--- Start of RECORDS FOR THIS EXERCISE ---

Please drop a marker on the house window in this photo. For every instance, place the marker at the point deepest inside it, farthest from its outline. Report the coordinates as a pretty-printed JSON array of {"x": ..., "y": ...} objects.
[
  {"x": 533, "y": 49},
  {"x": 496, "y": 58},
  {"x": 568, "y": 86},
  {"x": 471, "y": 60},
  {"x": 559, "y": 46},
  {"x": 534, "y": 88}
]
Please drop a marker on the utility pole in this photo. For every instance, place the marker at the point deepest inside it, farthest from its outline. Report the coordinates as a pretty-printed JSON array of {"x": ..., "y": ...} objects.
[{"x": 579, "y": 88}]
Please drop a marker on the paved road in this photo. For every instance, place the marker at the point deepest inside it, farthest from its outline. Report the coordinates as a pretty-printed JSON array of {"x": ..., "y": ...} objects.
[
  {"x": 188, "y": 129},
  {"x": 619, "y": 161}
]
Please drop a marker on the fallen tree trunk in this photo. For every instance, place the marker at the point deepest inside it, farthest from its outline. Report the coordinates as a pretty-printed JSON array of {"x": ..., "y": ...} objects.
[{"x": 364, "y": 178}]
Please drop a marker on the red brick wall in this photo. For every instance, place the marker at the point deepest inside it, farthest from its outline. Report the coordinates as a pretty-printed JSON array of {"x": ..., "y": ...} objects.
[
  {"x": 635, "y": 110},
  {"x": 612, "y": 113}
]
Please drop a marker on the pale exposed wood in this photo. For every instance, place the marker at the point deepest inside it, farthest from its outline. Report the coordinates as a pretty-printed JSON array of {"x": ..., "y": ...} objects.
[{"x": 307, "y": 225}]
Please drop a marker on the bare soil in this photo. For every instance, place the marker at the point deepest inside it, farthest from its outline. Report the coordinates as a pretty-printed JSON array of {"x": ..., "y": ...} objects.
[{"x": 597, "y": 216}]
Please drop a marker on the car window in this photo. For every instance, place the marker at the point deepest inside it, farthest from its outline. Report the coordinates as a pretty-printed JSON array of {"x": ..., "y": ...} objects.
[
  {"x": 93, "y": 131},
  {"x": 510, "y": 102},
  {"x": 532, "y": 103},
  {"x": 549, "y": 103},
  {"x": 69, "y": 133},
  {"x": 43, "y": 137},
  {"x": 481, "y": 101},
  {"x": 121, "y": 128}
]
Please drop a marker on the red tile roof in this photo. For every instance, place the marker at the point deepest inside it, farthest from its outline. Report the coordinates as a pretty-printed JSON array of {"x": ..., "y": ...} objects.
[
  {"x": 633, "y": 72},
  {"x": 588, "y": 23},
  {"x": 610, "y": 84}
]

--- End of RECORDS FOR THIS EXERCISE ---

EXERCISE: Render the part of the listing that starts with the line containing "Please drop a marker on the bare" and runs through the end of the listing as a Markdown table with columns "No." and "Line", numbering each row and leaving out blank lines.

ANSWER IN FULL:
| No. | Line |
|---|---|
| 1 | Please drop a marker on the bare soil in this photo. For every instance, place the marker at the point deepest inside it, farthest from its outline. Report the coordinates as a pretty-printed JSON array of {"x": ..., "y": ...} objects. |
| 2 | [{"x": 597, "y": 216}] |
| 3 | Please drop a marker on the car window in this photo. For every instance, place the marker at the point deepest inside it, farthest from its outline. Report the coordinates as a pretty-printed JSON array of {"x": ..., "y": ...} objects. |
| 4 | [ |
| 5 |   {"x": 93, "y": 131}, |
| 6 |   {"x": 510, "y": 102}, |
| 7 |   {"x": 532, "y": 103}, |
| 8 |   {"x": 549, "y": 103}, |
| 9 |   {"x": 69, "y": 133}, |
| 10 |   {"x": 43, "y": 137}, |
| 11 |   {"x": 481, "y": 101}, |
| 12 |   {"x": 121, "y": 128} |
| 13 | ] |
| 14 | Please drop a marker on the red tile roof in this photo. For every instance, place the marker at the point deepest inside it, farthest from its outline. Report the coordinates as a pretty-printed JSON array of {"x": ..., "y": ...} objects. |
| 15 | [ |
| 16 |   {"x": 633, "y": 72}, |
| 17 |   {"x": 588, "y": 23}, |
| 18 |   {"x": 610, "y": 84} |
| 19 | ] |